#### [THE REQUEST]
Copy every line of the listing below verbatim, keeping all characters, punctuation, and line breaks unchanged.

****************

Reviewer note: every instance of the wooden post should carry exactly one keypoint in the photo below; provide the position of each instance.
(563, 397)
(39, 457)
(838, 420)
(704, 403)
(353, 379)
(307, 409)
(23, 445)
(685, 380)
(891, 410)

****************

#### [EXERCISE ANSWER]
Reviewer note: every instance of the wooden post should carry exactly one keypoint in the photo below; provide the position of each instance.
(563, 397)
(39, 457)
(838, 420)
(704, 403)
(353, 379)
(307, 409)
(23, 445)
(685, 380)
(891, 410)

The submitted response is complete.